*** Block opens ***

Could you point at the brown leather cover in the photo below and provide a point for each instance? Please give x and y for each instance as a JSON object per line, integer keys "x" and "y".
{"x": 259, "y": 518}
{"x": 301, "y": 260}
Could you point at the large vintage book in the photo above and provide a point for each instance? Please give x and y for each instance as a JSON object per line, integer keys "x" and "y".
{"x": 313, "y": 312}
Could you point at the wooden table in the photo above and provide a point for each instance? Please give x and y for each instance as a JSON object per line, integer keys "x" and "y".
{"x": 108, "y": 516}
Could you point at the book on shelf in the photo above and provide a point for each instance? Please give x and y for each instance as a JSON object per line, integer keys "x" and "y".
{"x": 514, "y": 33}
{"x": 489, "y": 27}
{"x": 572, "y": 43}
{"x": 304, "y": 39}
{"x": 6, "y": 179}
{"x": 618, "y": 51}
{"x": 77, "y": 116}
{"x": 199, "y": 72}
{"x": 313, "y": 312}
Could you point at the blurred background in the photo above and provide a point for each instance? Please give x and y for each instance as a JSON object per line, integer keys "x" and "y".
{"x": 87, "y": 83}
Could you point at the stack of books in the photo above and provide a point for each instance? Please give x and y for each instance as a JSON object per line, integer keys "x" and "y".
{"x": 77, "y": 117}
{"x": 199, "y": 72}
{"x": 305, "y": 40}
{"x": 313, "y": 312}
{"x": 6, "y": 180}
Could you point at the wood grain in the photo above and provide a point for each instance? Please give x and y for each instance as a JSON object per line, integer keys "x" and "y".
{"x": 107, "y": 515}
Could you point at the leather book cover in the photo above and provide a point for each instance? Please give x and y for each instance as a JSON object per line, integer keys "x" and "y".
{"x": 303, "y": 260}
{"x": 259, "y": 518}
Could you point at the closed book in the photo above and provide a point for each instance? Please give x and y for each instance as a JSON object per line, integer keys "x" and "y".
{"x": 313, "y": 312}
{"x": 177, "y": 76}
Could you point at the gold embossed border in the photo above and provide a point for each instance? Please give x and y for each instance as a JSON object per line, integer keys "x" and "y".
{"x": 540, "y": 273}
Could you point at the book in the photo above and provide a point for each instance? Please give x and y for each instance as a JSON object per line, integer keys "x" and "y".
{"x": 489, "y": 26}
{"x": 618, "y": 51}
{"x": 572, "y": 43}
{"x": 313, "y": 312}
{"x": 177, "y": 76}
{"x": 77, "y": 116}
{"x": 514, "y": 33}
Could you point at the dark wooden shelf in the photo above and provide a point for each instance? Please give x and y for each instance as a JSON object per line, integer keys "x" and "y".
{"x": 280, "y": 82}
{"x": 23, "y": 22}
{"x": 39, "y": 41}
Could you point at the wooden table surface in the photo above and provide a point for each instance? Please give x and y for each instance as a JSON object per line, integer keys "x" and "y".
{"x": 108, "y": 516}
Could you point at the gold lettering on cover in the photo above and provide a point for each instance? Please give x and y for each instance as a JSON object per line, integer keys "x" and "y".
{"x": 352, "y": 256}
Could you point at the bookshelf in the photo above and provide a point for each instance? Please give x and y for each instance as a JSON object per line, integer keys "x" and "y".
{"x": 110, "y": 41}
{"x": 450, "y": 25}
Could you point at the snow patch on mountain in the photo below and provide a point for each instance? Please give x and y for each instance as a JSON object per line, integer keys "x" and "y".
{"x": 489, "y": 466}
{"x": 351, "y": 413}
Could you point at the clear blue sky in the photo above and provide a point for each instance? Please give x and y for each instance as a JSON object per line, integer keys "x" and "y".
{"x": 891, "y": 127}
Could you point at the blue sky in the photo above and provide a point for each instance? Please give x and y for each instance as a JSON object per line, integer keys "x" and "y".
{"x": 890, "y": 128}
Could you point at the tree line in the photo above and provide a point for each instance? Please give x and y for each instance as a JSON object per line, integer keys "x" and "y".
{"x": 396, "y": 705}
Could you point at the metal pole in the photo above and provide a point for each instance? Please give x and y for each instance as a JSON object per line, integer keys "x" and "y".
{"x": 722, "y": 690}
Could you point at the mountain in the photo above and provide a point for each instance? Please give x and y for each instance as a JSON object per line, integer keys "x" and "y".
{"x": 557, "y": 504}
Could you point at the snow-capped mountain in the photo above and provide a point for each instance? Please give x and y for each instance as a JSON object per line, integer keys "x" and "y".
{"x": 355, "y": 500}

*** Block closes ***

• **WHAT TO WORK ON**
Down to the last line, restate the records exactly.

• **RESULT FOR THIS EXERCISE**
Could you point at the brown leather cover in the photo below and provide a point for each instance? Please give x and y for each instance as a JSON object per line, integer keys "x" and "y".
{"x": 259, "y": 518}
{"x": 301, "y": 260}
Could you point at the large vintage book in the photo above and provide a point for each instance? Please give x and y for each instance as a JSON object per line, integer keys "x" and "y".
{"x": 313, "y": 312}
Could you point at the wooden table in the photo above and provide a point for each instance? Please give x and y for each instance as a JSON object per line, integer keys "x" and "y".
{"x": 108, "y": 516}
Could you point at the book on shelf in the photo above and provide a point for each instance? Please give x and y for each instance as a JSON object per line, integer keys "x" and "y".
{"x": 514, "y": 33}
{"x": 489, "y": 27}
{"x": 572, "y": 43}
{"x": 304, "y": 39}
{"x": 6, "y": 179}
{"x": 618, "y": 51}
{"x": 77, "y": 116}
{"x": 199, "y": 72}
{"x": 313, "y": 312}
Could you point at the blurred background in the photo above and provide a point for each instance? Please give x and y for each instance as a JSON object per line, integer keys "x" and "y".
{"x": 87, "y": 83}
Could you point at the stack of books in the photo above and provide a point for each instance? Please give x and y for each instance as a JSON object per line, integer keys "x" and "y".
{"x": 77, "y": 117}
{"x": 199, "y": 72}
{"x": 305, "y": 40}
{"x": 313, "y": 312}
{"x": 6, "y": 180}
Could you point at the wood grain in the photo above and provide a point for each instance? Please give x and y for each instance as a JSON object per line, integer keys "x" and "y".
{"x": 107, "y": 515}
Could you point at the leather book cover in the photo above and provide a point for each instance? Please give x and y for each instance as a JSON object per line, integer keys "x" and "y".
{"x": 303, "y": 260}
{"x": 259, "y": 518}
Could you point at the closed book in the photo above and provide a point for each instance? Please give x and y for each instance as a JSON object per line, integer keys "x" and "y".
{"x": 313, "y": 312}
{"x": 177, "y": 76}
Could you point at the gold embossed border in the photo above and provide a point for each instance? Please give x and y for each instance as a JSON object per line, integer keys "x" and "y".
{"x": 540, "y": 273}
Could you point at the book in the photo above and provide a point for each instance? Please give x and y for each instance as a JSON object per line, integer keys "x" and "y".
{"x": 489, "y": 26}
{"x": 618, "y": 51}
{"x": 572, "y": 43}
{"x": 313, "y": 312}
{"x": 177, "y": 76}
{"x": 77, "y": 116}
{"x": 514, "y": 33}
Could you point at the dark wooden shelf in the photo above and provide a point for each instance? Please give x and y for each instance as a JSON object per line, integer keys "x" and "y".
{"x": 280, "y": 82}
{"x": 23, "y": 22}
{"x": 39, "y": 41}
Could you point at the wooden table surface in the photo above and provide a point for each instance? Please give x and y for each instance as a JSON object per line, integer keys "x" and "y".
{"x": 108, "y": 516}
Could you point at the gold lettering on cover in the photo above and provide a point for each instance? Please give x and y for each instance as a JSON object per line, integer keys "x" and "y".
{"x": 352, "y": 256}
Could you point at the bookshelf in the photo above and provide a point for each instance? Please give x and y for each instance as a JSON object per line, integer keys "x" and "y".
{"x": 110, "y": 41}
{"x": 450, "y": 25}
Could you point at the snow patch on mountain in the photo below and provide a point for each instance? Please give x and y for each instance as a JSON object per line, integer keys "x" and "y".
{"x": 489, "y": 466}
{"x": 351, "y": 413}
Could you point at the clear blue sky in the photo above and provide a point for each instance? Please give x and y for each instance as a JSON object per line, integer keys "x" and "y".
{"x": 891, "y": 127}
Could you point at the blue sky in the photo above and provide a point for each instance? Please give x and y for each instance as a JSON object per line, integer keys "x" and "y".
{"x": 890, "y": 128}
Could you point at the tree line in the photo above and provide a point for each instance? Please give x and y for each instance as a JSON object per line, integer keys "x" and "y".
{"x": 396, "y": 705}
Could you point at the metal pole in the photo above and provide a point for each instance? Please give x and y for each instance as a JSON object per line, integer keys "x" and "y".
{"x": 722, "y": 690}
Could you point at the mountain in the photo above and provide a point for each instance? Please give x and y for each instance as a JSON object per line, integer keys "x" and "y".
{"x": 557, "y": 504}
Could you point at the snow-capped mountain in the photo above and provide a point for each instance? Please give x and y for each instance as a JSON object per line, integer keys "x" and "y".
{"x": 355, "y": 500}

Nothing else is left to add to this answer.